*GIVEN INSTRUCTION*
Reproduce the listing exactly and skip over any pictures.

*DATA TO USE*
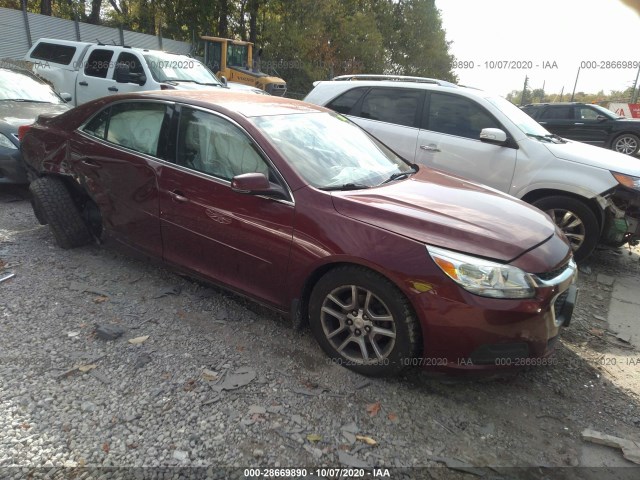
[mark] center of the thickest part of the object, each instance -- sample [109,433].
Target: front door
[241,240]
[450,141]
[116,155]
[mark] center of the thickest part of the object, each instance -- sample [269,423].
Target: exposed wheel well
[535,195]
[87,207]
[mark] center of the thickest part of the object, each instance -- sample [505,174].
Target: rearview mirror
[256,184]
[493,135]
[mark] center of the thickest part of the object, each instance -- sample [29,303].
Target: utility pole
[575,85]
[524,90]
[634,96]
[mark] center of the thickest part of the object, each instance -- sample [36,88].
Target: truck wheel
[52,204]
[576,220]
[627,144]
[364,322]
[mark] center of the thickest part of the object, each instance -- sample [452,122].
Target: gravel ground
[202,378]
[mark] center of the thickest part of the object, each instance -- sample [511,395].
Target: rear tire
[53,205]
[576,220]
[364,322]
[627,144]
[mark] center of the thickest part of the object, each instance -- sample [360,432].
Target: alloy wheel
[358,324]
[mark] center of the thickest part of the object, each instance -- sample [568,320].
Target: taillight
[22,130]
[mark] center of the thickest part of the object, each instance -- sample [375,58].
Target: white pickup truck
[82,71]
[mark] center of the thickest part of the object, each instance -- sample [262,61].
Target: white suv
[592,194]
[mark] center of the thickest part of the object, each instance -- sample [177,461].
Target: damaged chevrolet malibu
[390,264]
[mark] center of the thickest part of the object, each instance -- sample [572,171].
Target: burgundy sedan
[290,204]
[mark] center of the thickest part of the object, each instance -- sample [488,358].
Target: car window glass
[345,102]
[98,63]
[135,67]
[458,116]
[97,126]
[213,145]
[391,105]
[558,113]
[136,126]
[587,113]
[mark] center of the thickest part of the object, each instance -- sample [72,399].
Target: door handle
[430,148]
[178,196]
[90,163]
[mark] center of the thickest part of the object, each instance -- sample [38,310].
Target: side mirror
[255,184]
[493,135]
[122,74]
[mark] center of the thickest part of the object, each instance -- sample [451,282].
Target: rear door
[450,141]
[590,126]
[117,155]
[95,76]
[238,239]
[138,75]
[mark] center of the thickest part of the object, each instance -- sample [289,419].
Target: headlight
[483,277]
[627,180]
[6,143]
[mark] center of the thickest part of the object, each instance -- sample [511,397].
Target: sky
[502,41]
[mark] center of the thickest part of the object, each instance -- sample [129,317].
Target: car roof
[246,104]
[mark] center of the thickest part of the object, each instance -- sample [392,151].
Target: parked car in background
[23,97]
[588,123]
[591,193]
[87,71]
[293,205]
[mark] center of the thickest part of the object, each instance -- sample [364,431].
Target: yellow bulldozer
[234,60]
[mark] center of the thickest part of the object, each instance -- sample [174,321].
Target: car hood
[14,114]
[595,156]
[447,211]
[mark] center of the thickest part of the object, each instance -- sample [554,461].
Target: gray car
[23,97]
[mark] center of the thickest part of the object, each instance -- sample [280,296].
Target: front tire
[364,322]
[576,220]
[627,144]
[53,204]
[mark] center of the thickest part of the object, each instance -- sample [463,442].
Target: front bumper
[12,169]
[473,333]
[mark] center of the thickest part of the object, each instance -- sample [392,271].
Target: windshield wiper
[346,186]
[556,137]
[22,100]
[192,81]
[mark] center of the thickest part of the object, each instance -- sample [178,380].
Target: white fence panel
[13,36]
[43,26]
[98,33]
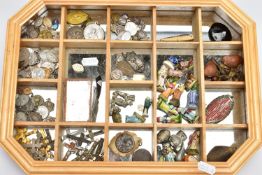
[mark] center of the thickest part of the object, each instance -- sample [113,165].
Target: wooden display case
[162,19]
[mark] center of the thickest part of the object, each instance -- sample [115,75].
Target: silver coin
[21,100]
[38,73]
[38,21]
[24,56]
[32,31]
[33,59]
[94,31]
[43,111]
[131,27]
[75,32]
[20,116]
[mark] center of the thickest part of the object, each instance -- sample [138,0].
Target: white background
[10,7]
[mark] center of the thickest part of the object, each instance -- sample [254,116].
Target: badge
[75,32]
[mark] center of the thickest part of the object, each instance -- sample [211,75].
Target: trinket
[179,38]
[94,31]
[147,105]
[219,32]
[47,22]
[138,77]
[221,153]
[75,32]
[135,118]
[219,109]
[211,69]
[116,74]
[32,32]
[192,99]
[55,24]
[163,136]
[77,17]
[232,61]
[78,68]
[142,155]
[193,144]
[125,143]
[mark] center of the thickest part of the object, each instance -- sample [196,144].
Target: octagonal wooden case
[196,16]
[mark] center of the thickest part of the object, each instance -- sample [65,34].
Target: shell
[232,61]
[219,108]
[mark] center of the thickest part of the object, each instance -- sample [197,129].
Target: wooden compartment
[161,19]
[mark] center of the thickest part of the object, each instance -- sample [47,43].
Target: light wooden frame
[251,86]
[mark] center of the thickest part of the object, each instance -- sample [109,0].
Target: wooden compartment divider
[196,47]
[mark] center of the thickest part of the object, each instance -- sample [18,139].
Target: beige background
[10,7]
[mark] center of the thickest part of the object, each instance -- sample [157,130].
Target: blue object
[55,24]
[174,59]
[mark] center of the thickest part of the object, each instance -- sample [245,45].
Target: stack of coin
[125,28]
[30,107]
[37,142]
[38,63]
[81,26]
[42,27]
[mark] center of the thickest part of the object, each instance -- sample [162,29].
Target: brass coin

*WRITTEN RESPONSE*
[mark] center of the thickest part of the object, each instance -- sample [109,433].
Target: front door
[241,240]
[450,141]
[116,155]
[mark] center of the thickest part of the object, each instance -- sample [269,423].
Target: exposed wheel well
[535,195]
[87,207]
[mark] center of the thickest part of the object, each instance -- sample [505,174].
Target: rearview mirror
[256,184]
[493,135]
[mark] center of the thickest part of the object, each instance -- sample [29,303].
Target: utility pole
[575,85]
[524,90]
[634,96]
[mark] center of the thickest part of the object, each instance -- sample [36,88].
Target: truck wheel
[52,204]
[576,220]
[627,144]
[364,322]
[mark] center of the thickest part of the object, each instance -- sample [452,122].
Target: gravel ground
[202,378]
[mark] center of the thickest part of the object, each instance -- sample [511,395].
Target: rear tire
[53,205]
[576,220]
[364,322]
[627,144]
[mark] center of the thickest part of the object, each instance -- sample [360,432].
Target: alloy wheel
[358,324]
[mark] center of the thickest part of the object, each instance -- sample [568,320].
Target: taillight
[22,130]
[mark] center of the thickest part of the object, each instance -- sample [375,58].
Target: white pickup truck
[82,71]
[mark] center of the thickest part of the object, each instance -- sample [262,61].
Target: white suv
[592,194]
[mark] center of the thickest part of the object, each instance -- sample [177,461].
Target: damaged chevrolet malibu
[390,264]
[mark] center of the thickest part of the object, each instance -- sample [572,171].
Target: burgundy sedan
[290,204]
[mark] center of the thickest part of the object, each instance -- sample [488,358].
Target: car window glass
[345,102]
[98,63]
[135,67]
[458,116]
[97,126]
[213,145]
[391,105]
[558,113]
[136,126]
[587,113]
[mark] center of the thickest part of the object, each instance -- sample [72,399].
Target: door handle
[430,148]
[178,196]
[90,163]
[mark] center of the thickest part of the object, each instance -- sample [38,310].
Target: side mirror
[255,184]
[493,135]
[122,74]
[mark] center of the thickest part of the object, each instance -- sample [451,282].
Target: rear door
[450,141]
[590,126]
[117,155]
[95,76]
[238,239]
[138,75]
[mark] center of the thickest part of the object, each instance -- sample [289,419].
Target: headlight
[483,277]
[627,180]
[6,143]
[mark] center of the thickest part of the object, each instance -- sample [511,397].
Target: sky
[502,41]
[mark] center of the thickest part of the object, each instance -- sample [129,317].
Target: car roof
[246,104]
[mark] center of the thickest part of the object, each instance -- sample [392,151].
Target: parked car in background
[23,97]
[588,123]
[591,193]
[87,71]
[293,205]
[mark] center of the thickest part of the object, each instance -- sample [364,431].
Target: yellow bulldozer
[234,60]
[mark] center of the thickest part of the object, each instance -- sample [174,321].
Target: car hood
[14,114]
[595,156]
[447,211]
[mark] center of the thickest part of the object, each instance -- sample [554,461].
Target: gray car
[23,97]
[mark] center of the thickest part of the object, each instance -- sample [280,296].
Target: front tire
[364,322]
[576,220]
[627,144]
[53,204]
[mark] center of the thickest part of the object, each instance -- sample [463,442].
Target: front bumper
[12,169]
[473,333]
[mark] center of the thickest part of the object, each instance -- sample [392,271].
Target: windshield wiper
[346,186]
[556,137]
[22,100]
[192,81]
[mark] center of the thickest part of the object, each instance -- sample [178,380].
Target: white fence panel
[13,36]
[43,26]
[98,33]
[mark] center of the thickest part of the object, each instance -- sample [113,165].
Target: wooden display case
[162,19]
[mark] center of the thickest part of the object, each instance -- sample [115,75].
Target: silver coin
[21,100]
[38,73]
[38,21]
[24,56]
[32,31]
[33,59]
[94,31]
[43,111]
[131,27]
[75,32]
[20,116]
[mark] center of the thickest part of the object, each instance -- sample [138,0].
Target: white background
[10,7]
[mark] center of the thickest part of the object, each instance -- sample [254,116].
Target: badge
[75,32]
[mark] center of the thickest part of the object, each instance -- sample [211,75].
Target: trinket
[179,38]
[94,31]
[147,105]
[219,32]
[47,22]
[138,77]
[221,153]
[75,32]
[135,118]
[219,109]
[211,69]
[116,74]
[32,32]
[192,99]
[55,24]
[163,136]
[77,17]
[232,61]
[78,68]
[142,155]
[193,144]
[125,143]
[mark] center of the thickest part of the object, each instance -- sample [196,144].
Target: octagonal wooden case
[196,16]
[mark] center of the thickest part of the object, each instance -- sample [65,34].
Target: shell
[232,61]
[219,108]
[mark] center of the thickest part of the object, each instance -- sample [197,129].
Target: wooden compartment
[161,19]
[mark] center of the thickest part of the object, each instance -- sample [47,43].
Target: light wooden frame
[251,86]
[mark] center of the thickest part of the object, each instance -- sample [109,0].
Target: wooden compartment divider
[196,47]
[mark] center of the thickest part of the object, each instance -- sample [18,139].
Target: beige background
[10,7]
[mark] center of the thickest part of the object, each instance -- sample [157,130].
Target: blue object
[55,24]
[174,59]
[mark] center of the thickest part of the object, each instance -- sample [245,45].
Target: stack of coin
[125,28]
[30,107]
[37,142]
[38,63]
[81,26]
[42,27]
[mark] center of the thickest part of the object, each instance -- sample [162,29].
Target: brass coin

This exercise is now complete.